Trecho para leitura:

O Nheengatu que dá barato
* Por
José Ribamar Bessa Freire
Tinha cara de bebê
chorão. Morava na Ilha do Governador, no Rio. Não lembro mais o nome dele.
Agnaldo ou Agnando, uma coisa assim, mas era conhecido como Pindá. Como
qualquer vendedor de drogas em porta de escola, percorria diariamente
universidades para abastecer a clientela, cujos vícios e gostos conhecia muito
bem. Na UERJ, se esgueirava pelos corredores, qual felino de mansa pisada. Ia
de sala em sala, levando a mercadoria. Silencioso e discreto, só abordava os
consumidores potenciais sem presença de testemunhas. Um belo dia, sumiu. Dizem
que foi preso.
Conheci-o há mais de
vinte anos. Quem nos apresentou, se não me engano, foi Gilberto, um professor
de engenharia, que era chegado na coisa e da qual era também dependente:
- Esse é Pindá, meu
fornecedor. Mercadoria garantida. Pode confiar.
- Pindá é anzol em
Nheengatu - eu disse, explicando que Nheengatu era uma língua de base tupi
falada em todo o Rio Negro, tão viva que se tornaria depois, em 2002, língua
cooficial no município de São Gabriel da Cachoeira (AM).
Bastou isso para que o
tráfico se fizesse carne e habitasse entre nós. Pindá, um profissional sério,
jogou o anzol e eu mordi a isca. Ele percebeu que eu, recém transferido do
Amazonas para o Rio, passava por crise aguda de abstinência causada por
suspensão brusca do uso do objeto do desejo. No dia seguinte, voltou, abriu sua
maletinha e deu o bote pingando três pontos de exclamação:
- Olha aqui! Pra você!
Coisa fina!
Ficou observando minha
reação. Vi a mercadoria armazenada dentro de uma caixa de papel confeccionada
sob medida, coberta por camada de pó branco e cristalino. Dava uma overdose.

[Dados de origem]
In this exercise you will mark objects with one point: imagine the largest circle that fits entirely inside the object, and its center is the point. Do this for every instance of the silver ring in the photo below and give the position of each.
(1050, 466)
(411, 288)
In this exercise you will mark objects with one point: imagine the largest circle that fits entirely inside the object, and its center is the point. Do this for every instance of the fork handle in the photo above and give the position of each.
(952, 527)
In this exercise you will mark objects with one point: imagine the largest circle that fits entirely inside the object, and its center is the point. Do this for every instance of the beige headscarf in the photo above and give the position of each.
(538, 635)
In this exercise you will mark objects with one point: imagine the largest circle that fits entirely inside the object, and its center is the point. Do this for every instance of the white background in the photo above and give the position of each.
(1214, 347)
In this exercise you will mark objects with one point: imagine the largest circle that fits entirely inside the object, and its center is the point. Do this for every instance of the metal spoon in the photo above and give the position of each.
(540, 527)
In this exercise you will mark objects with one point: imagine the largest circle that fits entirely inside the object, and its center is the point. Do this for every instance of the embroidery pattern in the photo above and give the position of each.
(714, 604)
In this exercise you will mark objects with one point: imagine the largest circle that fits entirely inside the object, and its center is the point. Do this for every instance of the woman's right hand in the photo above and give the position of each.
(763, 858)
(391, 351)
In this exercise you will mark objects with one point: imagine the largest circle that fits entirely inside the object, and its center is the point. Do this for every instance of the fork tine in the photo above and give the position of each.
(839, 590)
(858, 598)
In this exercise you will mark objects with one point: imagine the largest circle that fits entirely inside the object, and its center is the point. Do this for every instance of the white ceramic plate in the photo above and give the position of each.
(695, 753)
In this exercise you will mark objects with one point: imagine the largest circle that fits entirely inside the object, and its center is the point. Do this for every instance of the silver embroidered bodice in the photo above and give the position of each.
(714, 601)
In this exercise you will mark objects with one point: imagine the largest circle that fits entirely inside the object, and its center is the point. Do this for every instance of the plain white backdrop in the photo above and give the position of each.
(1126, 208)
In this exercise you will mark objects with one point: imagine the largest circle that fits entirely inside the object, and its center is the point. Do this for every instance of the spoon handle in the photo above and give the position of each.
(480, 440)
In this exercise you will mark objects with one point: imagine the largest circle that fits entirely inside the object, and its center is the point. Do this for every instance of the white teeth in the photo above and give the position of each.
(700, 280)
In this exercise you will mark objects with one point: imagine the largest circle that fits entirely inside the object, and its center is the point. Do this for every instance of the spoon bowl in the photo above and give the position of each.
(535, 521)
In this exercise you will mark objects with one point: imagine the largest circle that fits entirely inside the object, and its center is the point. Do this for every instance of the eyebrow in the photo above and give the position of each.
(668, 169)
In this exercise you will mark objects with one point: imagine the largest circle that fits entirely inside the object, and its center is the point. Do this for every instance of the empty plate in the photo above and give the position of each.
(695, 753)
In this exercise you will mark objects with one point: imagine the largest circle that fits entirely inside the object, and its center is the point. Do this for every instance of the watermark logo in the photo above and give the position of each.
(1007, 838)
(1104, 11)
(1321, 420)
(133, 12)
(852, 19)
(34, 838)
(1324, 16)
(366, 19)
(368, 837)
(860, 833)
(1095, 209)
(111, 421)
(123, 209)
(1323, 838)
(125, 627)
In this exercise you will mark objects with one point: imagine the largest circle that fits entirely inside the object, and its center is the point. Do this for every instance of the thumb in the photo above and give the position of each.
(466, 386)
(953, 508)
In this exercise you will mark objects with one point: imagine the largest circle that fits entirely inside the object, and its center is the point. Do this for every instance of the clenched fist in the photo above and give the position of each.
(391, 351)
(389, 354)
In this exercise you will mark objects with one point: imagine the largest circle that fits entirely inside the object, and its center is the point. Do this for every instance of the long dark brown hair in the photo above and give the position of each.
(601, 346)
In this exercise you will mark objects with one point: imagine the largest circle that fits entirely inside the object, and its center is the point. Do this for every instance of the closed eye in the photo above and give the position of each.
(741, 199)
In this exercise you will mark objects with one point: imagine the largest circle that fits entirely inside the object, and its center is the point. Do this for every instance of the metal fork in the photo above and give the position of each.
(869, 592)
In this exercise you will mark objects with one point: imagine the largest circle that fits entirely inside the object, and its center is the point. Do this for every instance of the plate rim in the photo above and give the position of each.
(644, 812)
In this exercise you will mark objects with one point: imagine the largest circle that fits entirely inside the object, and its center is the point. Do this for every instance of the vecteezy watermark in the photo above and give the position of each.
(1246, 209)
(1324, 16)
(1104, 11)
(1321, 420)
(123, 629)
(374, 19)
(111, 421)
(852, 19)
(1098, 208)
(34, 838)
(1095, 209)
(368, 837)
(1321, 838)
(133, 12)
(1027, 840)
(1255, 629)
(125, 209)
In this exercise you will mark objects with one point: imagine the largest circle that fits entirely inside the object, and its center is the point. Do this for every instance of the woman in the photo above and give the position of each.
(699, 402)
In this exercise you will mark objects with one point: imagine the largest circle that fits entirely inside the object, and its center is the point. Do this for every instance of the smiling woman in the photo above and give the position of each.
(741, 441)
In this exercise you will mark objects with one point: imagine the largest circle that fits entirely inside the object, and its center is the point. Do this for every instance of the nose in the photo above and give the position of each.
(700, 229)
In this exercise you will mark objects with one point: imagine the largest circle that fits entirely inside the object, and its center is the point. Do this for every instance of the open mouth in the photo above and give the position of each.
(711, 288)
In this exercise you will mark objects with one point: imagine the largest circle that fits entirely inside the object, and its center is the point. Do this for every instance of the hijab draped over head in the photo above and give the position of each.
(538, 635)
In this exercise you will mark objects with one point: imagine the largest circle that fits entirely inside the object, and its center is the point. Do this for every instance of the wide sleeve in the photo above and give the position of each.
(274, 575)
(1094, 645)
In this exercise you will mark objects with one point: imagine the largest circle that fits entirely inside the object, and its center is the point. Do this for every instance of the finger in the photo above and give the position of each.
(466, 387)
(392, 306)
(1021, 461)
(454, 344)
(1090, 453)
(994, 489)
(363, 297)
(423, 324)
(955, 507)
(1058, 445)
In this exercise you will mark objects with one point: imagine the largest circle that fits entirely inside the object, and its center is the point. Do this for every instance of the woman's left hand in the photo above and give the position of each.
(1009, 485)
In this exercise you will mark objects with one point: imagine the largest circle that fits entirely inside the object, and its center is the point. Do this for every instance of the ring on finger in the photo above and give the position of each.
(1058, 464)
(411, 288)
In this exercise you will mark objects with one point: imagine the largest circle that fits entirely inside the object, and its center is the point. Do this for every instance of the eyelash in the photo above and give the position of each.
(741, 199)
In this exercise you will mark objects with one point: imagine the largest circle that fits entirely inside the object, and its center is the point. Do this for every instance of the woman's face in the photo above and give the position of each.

Tarefa proposta A: Copie sem mudar nada a parte do trecho sobre Pindá que vai de "Conheci-o há mais" até "da Cachoeira (AM).", incluindo as duas pontas.
Tarefa proposta B: No trecho sobre Pindá, qual é o significado da palavra "Pindá" em Nheengatu?
Tarefa proposta C: Escreva a continuação do trecho sobre Pindá, começando logo depois da última frase.

Resposta da tarefa A:
Conheci-o há mais de
vinte anos. Quem nos apresentou, se não me engano, foi Gilberto, um professor
de engenharia, que era chegado na coisa e da qual era também dependente:
- Esse é Pindá, meu
fornecedor. Mercadoria garantida. Pode confiar.
- Pindá é anzol em
Nheengatu - eu disse, explicando que Nheengatu era uma língua de base tupi
falada em todo o Rio Negro, tão viva que se tornaria depois, em 2002, língua
cooficial no município de São Gabriel da Cachoeira (AM).

Resposta da tarefa B: Anzol.

Resposta da tarefa C:
A dopamina
- Quanto custa? - perguntei, tentando esconder
a ansiedade.
Mas ele percebeu o
aumento na frequência dos meus batimentos cardíacos. Era experiente no trato
com dependentes. Baseado - baseado mesmo - na vontade do consumidor de
experimentar sensações mais fortes, costumava oferecer doses cavalares do
produto, cada vez maiores. Deu o preço. Custava os olhos da cara somados ao
olho do pescoço em francês. Uma fortuna!
- Muito caro. Quase um
mês de salário. Tenho que pedir financiamento no banco - ironizei.
- É coisa rara. Tá todo
mundo querendo. A doutora Ruth Monserrat, lá do Fundão, já fez uma encomenda.
Aquele alemão, o Wolf Dietrich - conhece? - paga em euro ou em dólar. Não é
caro não.
Tentei desvalorizar a
mercadoria para baixar o preço:
- Tem até traça... - eu
disse, apontando o pó.
- Não é traça. A caixa
é de papel alcalino com cola anti-traça - ele disse. Parecia adivinhar que
naquele momento meus neurônios já liberavam noradrenalina e dopamina. Ele nos
entendia. Durante anos, nos consolou, fornecendo o que cada um de nós
precisava.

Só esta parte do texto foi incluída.